Task data below:

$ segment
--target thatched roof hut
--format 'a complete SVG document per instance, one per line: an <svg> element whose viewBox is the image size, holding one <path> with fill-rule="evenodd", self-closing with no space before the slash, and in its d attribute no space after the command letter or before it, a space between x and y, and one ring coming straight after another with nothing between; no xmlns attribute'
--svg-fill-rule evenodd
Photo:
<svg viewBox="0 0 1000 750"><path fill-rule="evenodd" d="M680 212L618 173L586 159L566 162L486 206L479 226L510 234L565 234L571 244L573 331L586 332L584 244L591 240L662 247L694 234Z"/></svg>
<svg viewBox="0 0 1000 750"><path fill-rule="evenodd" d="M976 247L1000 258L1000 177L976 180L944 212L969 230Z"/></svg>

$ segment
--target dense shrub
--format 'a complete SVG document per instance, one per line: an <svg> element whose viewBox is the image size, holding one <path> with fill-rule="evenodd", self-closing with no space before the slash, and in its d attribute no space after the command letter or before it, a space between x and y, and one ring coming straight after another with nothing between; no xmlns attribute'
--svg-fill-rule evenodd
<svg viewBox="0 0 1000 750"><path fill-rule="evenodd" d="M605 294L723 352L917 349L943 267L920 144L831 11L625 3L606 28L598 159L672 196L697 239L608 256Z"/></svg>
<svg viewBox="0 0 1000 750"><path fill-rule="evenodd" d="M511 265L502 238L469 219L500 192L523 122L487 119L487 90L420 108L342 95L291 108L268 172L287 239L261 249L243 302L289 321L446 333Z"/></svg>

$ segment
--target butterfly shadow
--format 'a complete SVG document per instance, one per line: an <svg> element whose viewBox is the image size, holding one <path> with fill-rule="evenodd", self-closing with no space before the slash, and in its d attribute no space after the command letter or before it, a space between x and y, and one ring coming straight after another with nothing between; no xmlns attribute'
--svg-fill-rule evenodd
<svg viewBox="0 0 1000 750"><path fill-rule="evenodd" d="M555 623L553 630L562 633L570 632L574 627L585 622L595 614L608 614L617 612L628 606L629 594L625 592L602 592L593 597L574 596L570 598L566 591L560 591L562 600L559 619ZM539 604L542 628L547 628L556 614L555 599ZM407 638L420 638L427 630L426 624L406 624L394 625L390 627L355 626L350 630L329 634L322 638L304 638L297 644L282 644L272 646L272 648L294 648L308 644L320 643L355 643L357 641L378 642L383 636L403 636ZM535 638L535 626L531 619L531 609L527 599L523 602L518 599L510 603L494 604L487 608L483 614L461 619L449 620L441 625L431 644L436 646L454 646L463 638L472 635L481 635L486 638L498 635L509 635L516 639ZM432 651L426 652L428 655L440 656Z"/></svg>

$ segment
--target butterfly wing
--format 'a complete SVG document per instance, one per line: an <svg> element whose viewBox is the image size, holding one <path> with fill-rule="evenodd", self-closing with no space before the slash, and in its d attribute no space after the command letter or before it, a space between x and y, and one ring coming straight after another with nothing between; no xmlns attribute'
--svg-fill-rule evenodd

End of Task data.

*Your goal*. Which of the lines in the data contain the string "butterfly"? Return each one.

*Solved problem*.
--target butterfly shadow
--target butterfly wing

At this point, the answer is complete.